## Your instructions
A word-for-word copy of the whole listing is required.

++++++

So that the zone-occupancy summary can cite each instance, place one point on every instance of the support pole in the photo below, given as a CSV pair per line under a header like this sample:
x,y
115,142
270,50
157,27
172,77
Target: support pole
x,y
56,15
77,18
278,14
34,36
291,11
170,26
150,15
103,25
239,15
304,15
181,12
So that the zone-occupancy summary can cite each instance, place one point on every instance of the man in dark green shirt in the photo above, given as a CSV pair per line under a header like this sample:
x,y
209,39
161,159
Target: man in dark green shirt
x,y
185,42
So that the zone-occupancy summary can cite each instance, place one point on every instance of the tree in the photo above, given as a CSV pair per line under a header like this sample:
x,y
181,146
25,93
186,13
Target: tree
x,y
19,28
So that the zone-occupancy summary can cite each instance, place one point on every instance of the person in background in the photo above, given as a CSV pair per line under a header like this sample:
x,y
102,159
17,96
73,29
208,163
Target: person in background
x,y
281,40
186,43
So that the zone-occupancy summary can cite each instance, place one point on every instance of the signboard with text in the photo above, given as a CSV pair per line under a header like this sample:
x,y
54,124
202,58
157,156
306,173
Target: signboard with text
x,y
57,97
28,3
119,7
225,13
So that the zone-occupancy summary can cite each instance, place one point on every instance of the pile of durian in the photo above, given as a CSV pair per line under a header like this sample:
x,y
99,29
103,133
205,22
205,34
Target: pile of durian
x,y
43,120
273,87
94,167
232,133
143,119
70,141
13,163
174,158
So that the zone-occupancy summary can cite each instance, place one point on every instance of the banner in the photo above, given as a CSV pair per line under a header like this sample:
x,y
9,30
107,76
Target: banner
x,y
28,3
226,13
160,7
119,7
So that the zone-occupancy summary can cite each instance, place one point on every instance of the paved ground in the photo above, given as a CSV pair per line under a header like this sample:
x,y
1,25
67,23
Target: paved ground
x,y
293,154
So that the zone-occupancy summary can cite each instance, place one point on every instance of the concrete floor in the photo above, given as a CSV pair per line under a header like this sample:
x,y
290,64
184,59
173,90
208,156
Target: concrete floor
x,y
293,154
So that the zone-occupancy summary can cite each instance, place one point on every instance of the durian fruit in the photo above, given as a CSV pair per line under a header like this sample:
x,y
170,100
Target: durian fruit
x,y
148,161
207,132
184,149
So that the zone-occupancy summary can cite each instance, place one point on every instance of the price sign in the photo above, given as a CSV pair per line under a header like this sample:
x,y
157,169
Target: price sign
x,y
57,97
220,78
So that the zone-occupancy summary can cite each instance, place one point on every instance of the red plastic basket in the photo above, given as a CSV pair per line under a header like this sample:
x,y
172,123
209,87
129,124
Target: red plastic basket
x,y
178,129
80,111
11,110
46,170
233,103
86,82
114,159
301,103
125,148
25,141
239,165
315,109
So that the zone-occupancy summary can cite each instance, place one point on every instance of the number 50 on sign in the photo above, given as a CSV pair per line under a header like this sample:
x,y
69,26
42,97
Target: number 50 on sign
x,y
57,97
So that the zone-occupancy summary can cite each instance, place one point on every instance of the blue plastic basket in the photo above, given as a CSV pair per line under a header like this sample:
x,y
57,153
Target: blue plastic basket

++++++

## Task solution
So that the zone-occupancy summary can cite each instance, place one point on every instance of the support pole in the photo below, given as a CSV pair per line under a header like this sample:
x,y
115,142
270,50
157,27
172,77
Target: support pole
x,y
56,15
77,18
278,14
34,36
291,11
170,26
150,15
103,25
239,15
304,15
181,12
So that the zone-occupancy summary can cite each instance, place one point on every instance of the man in dark green shirt in the photo above, given as a CSV pair per line under a header like this sample:
x,y
209,39
161,159
Target: man in dark green shirt
x,y
185,42
So that the zone-occupancy summary can cite each instance, place one point on every instance of the tree in the photo above, given as a CSV pair per line under a header like this sample:
x,y
181,146
25,93
186,13
Target: tree
x,y
19,28
So that the zone-occupancy summary can cite each instance, place one point on every instance of the person in background in the photo above, given as a CSV pair per line under a header like this sample:
x,y
102,159
17,96
73,29
208,163
Target: person in background
x,y
281,40
186,43
So that the zone-occupancy summary can cite each instance, place one point on every instance of the signboard with text in the photo above, given as a CSV pair per line under a header like this sample:
x,y
54,124
202,58
157,156
306,173
Target: signboard with text
x,y
57,97
28,3
119,7
225,13
So that the zone-occupancy summary can cite each instance, place one point on every instance of the pile of durian in the photo above, given as a CSV pair per line under a header like this sample:
x,y
99,29
103,133
205,22
205,34
Target: pile of durian
x,y
43,120
273,87
94,167
232,133
143,119
70,141
13,163
174,158
So that the zone-occupancy summary can cite each instance, place one point on every instance of the banner in the photo above, given as a CSV pair per line under a header like this sample:
x,y
9,30
107,76
Target: banner
x,y
28,3
226,13
160,7
119,7
So that the zone-occupancy summary can cite each instance, place one point on every instance of the paved ground in the photo above, given as a CSV pair per line under a header like this sample:
x,y
1,25
67,23
Target: paved ground
x,y
293,154
So that the zone-occupancy summary can cite each instance, place one point on every instance of the concrete floor in the photo above, given as a CSV pair per line under a header like this sample:
x,y
290,64
184,59
173,90
208,156
Target: concrete floor
x,y
293,154
So that the zone-occupancy summary can cite each instance, place one point on every instance of the durian fruit in the photo above, given as a CSV pair per line under a header like this sample:
x,y
170,100
Target: durian fruit
x,y
148,161
207,132
184,149
So that the zone-occupancy summary can cite each instance, place one point on every instance of the price sign in the photo above, given as a CSV pair per line under a header like this sample:
x,y
157,169
Target: price sign
x,y
57,97
220,78
So that the zone-occupancy summary can cite each instance, place one point on every instance of the red plastic basket in the photo above, given as a CSV pair per line under a header like this sample:
x,y
172,123
209,87
129,124
Target: red plastic basket
x,y
178,129
80,111
11,110
46,170
233,103
86,82
114,159
301,103
125,148
25,141
239,165
315,109
So that the zone-occupancy summary can cite each instance, place one point on every instance of the number 50 on sign in the photo above, given as a CSV pair per line under a header like this sample:
x,y
69,26
42,97
Target: number 50 on sign
x,y
57,97
So that the zone-occupancy summary can cite each instance, place one point on every instance of the blue plastic basket in the photo above, given as a CSV pair per line under a header like this sample:
x,y
57,153
Target: blue plastic basket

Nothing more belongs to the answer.